According to a fourth aspect, the present disclosure provides a computer program product. When the computer program product runs on a server, the server is enabled to perform the application acceleration method in any one of the first aspect or the possible implementations of the first aspect.
According to a fifth aspect, the present disclosure provides a computer-readable storage medium. The computer-readable storage medium stores instructions. When the instructions are run on a server, the server is enabled to perform the application acceleration method in any one of the first aspect or the possible implementations of the first aspect.
To describe technical solutions in embodiments of the present disclosure more clearly, the following briefly describes the accompanying drawings for describing embodiments. It is clear that the accompanying drawings in the following descriptions show some embodiments of the present disclosure, and a person of ordinary skill in the art may still derive other drawings from these accompanying drawings without creative efforts.
The following describes the technical solutions of the present disclosure with reference to the accompanying drawings.
HPC is to complete data-intensive, compute-intensive, and data input/output (I/O) intensive computing in fields such as scientific research, engineering design, finance, industry, and social management by using an effective algorithm.
Currently, a data type of data used in an application such as an HPC application and engineering simulation is usually a high-precision floating point type, for example, FP128 or FP64. However, using data of a high-precision floating point type for all data is an “over-engineered” implementation, and the data of the high-precision floating point type occupies large storage space. In this implementation, a waste of memory is caused in an application execution process, an operation amount in a computation process is large, and computation efficiency is affected. Therefore, how to accelerate an application is a technical problem that needs to be resolved.
As a speed of improving performance of a central processing unit (CPU) cannot satisfy an increasing computing requirement of an application, to greatly improve performance and efficiency of a typical application, for example, improve a speed of training an artificial intelligence (AI) model, a processor develops toward compute-intensive dedicated hardware, and a compute-intensive hardware chip includes a graphics processing unit (GPU), an embedded neural network processing unit (NPU), a tensor processing unit (TPU), a data processing unit (DPU), an accelerated processing unit (APU), a floating processing unit (FPU), an application-specific integrated circuit (ASIC), a programmable logic device (PLD), a field programmable logic gate array (FPGA), or the like. Because some applications do not have a high requirement on data precision, the compute-intensive hardware chip usually has a capability of processing low-precision (for example, FP32 and FP16) data stronger than that of a general-purpose CPU, that is, different hardware chips are suitable for processing data of different data types.
In embodiments of the present disclosure, the data types include types such as an FP128 type, an FP64 type, an FP32 type, and an FP16 type. The data type can indicate data precision. For example, precision of FP128 data is precision of a floating-point number represented by using 128 bits, and the precision of the FP128 data is higher than precision of FP64 data. It should be noted that high precision and low precision in embodiments of the present disclosure are relative concepts, and the high precision and the low precision do not refer to specific data of one or more data types. For example, the FP128 data is high-precision data relative to the FP64 data, and the FP64 data is low-precision data relative to the FP128 data. The FP64 data is high-precision data relative to FP32 data, and the FP32 data is low-precision data relative to the FP64 data. The FP32 data is high-precision data relative to FP16 data, and the FP16 data is low-precision data relative to the FP32 data.

## Required task:
Reproduce the stretch of the passage on application acceleration from "According to a fifth" through "without creative efforts.", word for word.

[Point annotations for photos]

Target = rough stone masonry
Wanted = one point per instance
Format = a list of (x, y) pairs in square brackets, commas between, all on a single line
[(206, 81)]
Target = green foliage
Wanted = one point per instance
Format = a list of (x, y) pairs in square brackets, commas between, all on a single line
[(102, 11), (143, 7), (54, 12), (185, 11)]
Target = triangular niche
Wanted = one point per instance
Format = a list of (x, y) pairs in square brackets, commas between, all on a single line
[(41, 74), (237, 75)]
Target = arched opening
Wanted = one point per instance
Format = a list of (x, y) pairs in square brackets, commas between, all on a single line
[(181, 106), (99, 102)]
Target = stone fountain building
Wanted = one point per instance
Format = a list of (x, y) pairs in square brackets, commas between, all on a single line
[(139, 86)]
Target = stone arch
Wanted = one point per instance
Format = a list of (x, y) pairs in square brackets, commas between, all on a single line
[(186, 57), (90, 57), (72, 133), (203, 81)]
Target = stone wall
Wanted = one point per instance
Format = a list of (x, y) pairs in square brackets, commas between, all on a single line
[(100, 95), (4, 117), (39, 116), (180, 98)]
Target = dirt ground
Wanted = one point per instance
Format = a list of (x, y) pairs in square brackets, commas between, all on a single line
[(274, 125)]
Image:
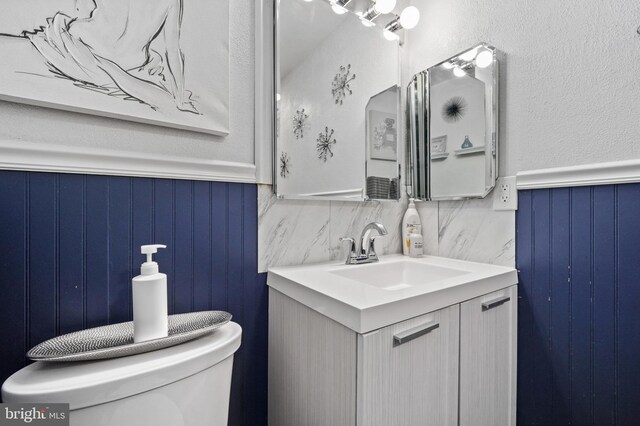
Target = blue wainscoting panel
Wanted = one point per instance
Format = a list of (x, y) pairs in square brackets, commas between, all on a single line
[(578, 256), (70, 244)]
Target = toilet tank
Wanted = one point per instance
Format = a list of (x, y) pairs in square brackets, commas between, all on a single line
[(187, 384)]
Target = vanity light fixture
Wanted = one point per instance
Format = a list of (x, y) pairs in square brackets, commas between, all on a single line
[(408, 19), (380, 7), (339, 7), (389, 35)]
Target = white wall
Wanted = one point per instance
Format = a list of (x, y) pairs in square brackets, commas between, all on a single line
[(48, 126), (570, 82)]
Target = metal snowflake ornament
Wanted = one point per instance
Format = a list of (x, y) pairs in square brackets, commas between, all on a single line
[(299, 123), (324, 143), (285, 163), (340, 86)]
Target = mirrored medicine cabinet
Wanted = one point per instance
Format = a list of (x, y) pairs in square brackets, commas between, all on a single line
[(337, 106), (453, 126)]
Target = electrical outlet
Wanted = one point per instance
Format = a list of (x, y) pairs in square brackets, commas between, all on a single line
[(505, 194)]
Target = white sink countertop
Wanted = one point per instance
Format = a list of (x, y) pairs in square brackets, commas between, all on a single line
[(375, 295)]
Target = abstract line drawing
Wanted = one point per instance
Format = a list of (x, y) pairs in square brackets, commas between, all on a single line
[(299, 123), (341, 84), (127, 50), (324, 142), (285, 164)]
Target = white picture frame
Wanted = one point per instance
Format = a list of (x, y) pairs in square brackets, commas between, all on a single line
[(164, 63), (382, 146)]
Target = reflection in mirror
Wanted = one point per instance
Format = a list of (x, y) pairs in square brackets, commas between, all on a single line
[(382, 145), (456, 145), (332, 76)]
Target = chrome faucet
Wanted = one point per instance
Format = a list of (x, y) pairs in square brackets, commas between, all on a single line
[(366, 252)]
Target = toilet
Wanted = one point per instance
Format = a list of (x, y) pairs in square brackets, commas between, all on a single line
[(187, 384)]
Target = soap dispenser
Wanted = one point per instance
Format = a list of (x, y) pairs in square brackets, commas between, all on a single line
[(410, 225), (150, 299)]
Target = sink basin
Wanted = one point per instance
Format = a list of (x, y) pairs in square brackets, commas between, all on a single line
[(367, 297), (398, 275)]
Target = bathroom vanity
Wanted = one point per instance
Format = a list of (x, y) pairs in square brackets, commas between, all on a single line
[(429, 341)]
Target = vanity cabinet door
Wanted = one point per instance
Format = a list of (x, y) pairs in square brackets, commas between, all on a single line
[(487, 359), (408, 372)]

## Complete response:
According to a fifth aspect, the present disclosure provides a computer-readable storage medium. The computer-readable storage medium stores instructions. When the instructions are run on a server, the server is enabled to perform the application acceleration method in any one of the first aspect or the possible implementations of the first aspect.
To describe technical solutions in embodiments of the present disclosure more clearly, the following briefly describes the accompanying drawings for describing embodiments. It is clear that the accompanying drawings in the following descriptions show some embodiments of the present disclosure, and a person of ordinary skill in the art may still derive other drawings from these accompanying drawings without creative efforts.